Top of Records provided

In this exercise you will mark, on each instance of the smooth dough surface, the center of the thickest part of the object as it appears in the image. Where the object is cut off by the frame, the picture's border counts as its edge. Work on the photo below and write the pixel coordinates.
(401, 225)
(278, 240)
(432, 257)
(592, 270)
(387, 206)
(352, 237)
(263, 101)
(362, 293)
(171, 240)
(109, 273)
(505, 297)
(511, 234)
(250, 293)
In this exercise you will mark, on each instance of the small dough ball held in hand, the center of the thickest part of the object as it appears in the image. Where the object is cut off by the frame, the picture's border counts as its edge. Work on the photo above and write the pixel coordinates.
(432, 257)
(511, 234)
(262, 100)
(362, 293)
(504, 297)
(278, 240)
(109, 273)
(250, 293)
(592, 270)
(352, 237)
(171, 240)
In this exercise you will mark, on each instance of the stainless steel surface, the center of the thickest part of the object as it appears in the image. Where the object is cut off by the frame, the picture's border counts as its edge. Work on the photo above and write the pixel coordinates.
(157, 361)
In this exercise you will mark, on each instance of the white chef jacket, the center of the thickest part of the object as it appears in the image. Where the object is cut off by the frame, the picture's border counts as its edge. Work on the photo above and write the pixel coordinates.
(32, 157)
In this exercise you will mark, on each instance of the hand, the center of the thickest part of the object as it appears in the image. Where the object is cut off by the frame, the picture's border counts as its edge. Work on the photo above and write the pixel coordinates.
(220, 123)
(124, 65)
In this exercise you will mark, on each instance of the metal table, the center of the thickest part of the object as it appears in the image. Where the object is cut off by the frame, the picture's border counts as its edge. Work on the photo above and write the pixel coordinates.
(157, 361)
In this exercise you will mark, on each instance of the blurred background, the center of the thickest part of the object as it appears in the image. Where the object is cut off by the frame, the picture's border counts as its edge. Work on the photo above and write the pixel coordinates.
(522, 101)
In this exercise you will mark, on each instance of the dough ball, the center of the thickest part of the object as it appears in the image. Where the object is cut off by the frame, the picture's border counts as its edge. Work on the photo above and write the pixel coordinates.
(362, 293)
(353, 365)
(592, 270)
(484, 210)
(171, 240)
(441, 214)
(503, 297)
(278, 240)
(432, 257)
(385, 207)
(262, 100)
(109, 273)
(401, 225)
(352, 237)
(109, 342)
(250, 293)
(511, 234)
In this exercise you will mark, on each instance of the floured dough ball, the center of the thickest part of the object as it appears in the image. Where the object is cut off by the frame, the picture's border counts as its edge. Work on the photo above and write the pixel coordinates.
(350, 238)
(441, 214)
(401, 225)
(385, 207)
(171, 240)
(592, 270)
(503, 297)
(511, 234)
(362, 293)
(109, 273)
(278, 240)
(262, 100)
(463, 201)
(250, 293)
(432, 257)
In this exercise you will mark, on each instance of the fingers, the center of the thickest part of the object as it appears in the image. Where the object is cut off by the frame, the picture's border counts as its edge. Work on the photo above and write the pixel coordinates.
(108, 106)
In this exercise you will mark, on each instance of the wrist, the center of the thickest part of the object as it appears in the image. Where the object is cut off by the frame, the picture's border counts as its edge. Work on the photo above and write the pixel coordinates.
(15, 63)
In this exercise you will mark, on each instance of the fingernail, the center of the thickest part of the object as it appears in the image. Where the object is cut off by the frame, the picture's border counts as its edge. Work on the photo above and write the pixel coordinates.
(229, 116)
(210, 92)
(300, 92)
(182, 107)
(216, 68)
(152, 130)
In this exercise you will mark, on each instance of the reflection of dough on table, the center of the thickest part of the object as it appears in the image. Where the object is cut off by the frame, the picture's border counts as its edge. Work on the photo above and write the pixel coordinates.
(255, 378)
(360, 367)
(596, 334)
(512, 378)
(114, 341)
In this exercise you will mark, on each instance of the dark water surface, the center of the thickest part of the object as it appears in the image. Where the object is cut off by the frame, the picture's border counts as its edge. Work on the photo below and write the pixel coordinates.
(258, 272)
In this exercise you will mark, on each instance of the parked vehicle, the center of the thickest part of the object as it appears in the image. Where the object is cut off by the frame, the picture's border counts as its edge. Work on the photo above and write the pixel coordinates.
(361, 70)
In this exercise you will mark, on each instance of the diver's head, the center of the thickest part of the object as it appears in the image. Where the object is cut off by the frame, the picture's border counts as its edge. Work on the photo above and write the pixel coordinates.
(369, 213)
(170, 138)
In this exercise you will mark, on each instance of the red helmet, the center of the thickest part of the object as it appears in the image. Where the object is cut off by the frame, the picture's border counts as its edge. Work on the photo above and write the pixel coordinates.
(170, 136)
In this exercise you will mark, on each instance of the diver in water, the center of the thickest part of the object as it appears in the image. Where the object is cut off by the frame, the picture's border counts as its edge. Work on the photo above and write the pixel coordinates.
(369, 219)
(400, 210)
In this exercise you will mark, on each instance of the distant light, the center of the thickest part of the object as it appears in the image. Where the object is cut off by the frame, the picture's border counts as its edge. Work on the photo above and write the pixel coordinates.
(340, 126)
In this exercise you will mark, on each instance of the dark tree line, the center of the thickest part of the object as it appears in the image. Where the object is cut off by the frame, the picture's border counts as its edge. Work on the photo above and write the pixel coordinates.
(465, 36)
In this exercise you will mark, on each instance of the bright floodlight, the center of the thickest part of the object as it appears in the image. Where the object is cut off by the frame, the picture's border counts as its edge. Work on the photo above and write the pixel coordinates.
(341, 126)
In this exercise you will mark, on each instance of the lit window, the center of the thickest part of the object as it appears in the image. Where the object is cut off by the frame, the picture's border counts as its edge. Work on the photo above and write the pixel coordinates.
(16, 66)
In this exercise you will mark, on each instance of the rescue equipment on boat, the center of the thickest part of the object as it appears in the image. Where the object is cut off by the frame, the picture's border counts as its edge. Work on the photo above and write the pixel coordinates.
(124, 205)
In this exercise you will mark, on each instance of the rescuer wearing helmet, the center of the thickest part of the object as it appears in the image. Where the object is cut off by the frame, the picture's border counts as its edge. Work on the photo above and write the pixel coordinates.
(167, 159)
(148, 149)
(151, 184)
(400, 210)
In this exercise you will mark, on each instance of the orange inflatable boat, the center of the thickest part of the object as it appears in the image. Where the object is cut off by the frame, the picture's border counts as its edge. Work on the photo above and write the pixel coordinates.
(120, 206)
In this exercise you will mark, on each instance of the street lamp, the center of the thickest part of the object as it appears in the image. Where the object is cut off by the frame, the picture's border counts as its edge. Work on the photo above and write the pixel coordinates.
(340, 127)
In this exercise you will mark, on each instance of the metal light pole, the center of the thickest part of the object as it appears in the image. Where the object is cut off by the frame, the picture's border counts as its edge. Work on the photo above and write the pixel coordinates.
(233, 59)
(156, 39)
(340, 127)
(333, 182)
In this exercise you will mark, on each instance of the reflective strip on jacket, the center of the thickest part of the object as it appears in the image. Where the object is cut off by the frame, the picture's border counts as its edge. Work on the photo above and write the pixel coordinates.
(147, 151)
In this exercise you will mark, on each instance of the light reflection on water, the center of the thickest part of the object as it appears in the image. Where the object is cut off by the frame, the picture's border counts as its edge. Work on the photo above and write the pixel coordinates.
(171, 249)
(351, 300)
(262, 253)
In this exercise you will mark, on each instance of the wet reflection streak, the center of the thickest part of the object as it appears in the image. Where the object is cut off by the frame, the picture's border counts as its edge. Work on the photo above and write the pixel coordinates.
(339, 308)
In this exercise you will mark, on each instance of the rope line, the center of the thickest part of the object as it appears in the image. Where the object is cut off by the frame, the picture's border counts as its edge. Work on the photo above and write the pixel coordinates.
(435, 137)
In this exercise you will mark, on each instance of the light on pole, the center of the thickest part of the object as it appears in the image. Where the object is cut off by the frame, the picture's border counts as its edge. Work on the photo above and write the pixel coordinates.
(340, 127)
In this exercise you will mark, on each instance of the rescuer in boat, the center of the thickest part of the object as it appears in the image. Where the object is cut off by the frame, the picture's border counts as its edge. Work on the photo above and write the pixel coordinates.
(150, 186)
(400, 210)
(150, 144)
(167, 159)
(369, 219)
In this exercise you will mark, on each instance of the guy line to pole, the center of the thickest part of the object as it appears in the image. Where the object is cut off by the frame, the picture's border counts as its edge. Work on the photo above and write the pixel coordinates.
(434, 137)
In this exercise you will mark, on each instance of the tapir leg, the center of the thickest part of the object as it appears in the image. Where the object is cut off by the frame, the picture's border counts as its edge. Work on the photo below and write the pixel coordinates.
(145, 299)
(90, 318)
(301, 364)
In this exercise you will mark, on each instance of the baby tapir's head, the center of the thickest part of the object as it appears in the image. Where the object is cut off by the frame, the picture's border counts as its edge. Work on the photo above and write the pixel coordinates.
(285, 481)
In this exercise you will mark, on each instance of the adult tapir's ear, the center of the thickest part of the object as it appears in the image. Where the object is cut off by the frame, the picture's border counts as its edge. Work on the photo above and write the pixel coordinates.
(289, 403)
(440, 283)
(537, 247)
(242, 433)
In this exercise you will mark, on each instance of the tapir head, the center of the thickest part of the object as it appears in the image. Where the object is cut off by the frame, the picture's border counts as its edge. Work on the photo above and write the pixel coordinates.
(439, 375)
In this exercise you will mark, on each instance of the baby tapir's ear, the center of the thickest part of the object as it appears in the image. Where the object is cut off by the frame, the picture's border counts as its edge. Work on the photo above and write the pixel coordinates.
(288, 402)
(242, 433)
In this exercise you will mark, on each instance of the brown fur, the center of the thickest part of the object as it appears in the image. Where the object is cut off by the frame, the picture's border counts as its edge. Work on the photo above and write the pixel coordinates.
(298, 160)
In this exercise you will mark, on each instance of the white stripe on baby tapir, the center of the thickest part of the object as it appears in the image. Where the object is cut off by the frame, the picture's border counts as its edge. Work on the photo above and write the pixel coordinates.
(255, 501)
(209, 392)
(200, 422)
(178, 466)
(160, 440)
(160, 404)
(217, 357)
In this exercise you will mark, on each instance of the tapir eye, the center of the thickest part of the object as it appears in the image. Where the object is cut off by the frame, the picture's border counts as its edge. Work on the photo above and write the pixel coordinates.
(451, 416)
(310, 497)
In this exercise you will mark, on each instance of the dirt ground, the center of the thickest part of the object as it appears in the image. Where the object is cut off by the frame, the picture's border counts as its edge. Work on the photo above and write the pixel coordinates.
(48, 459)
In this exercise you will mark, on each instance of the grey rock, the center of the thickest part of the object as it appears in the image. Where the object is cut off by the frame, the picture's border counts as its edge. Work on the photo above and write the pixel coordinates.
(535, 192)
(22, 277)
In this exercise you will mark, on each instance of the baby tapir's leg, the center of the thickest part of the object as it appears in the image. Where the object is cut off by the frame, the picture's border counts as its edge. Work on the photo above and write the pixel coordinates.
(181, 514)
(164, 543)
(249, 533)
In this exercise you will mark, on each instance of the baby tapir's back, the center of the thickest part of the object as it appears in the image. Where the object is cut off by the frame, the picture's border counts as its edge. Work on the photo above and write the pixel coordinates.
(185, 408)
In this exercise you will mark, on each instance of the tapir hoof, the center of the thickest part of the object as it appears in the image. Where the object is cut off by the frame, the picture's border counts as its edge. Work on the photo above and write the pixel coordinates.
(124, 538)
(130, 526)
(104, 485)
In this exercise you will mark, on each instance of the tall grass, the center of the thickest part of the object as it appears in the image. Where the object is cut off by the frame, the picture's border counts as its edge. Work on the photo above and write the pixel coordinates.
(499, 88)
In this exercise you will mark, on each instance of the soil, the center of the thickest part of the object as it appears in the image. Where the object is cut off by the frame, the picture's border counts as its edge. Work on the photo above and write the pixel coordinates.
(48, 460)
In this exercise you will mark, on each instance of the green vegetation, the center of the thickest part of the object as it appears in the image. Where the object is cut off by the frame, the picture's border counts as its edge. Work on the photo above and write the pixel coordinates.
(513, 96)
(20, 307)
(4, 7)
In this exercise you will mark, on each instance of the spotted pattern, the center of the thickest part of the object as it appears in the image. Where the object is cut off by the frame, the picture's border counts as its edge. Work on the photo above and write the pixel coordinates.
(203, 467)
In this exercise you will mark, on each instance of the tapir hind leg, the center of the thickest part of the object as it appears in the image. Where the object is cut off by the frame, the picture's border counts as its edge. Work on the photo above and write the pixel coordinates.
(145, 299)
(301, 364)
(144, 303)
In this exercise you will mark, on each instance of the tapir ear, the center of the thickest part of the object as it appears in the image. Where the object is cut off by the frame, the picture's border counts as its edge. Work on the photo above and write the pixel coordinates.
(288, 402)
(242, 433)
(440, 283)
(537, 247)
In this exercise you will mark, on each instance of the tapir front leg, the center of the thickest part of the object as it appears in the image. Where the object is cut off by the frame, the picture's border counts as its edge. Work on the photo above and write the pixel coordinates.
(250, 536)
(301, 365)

Bottom of Records provided

Exercise details
Set down, word for word, the line that contains "tapir ear, the" and all lines after it up to the end of the listing.

Response below
In this exercise you will mark, on each instance of the tapir ear, the center of the thickest part of the object as it appears in the image. Where the object is cut off by the frame, the picture's border counts as its edge. Work on the photo above and write the pixel coordinates.
(288, 402)
(242, 433)
(440, 283)
(537, 247)
In this exercise you will mark, on each instance of the tapir front leg, the center of the thickest part of the object as it appears in the image. Where the object is cut off by the frame, the picture's border counts as its edge. Work on the photo above and write the pixel coordinates.
(250, 536)
(301, 365)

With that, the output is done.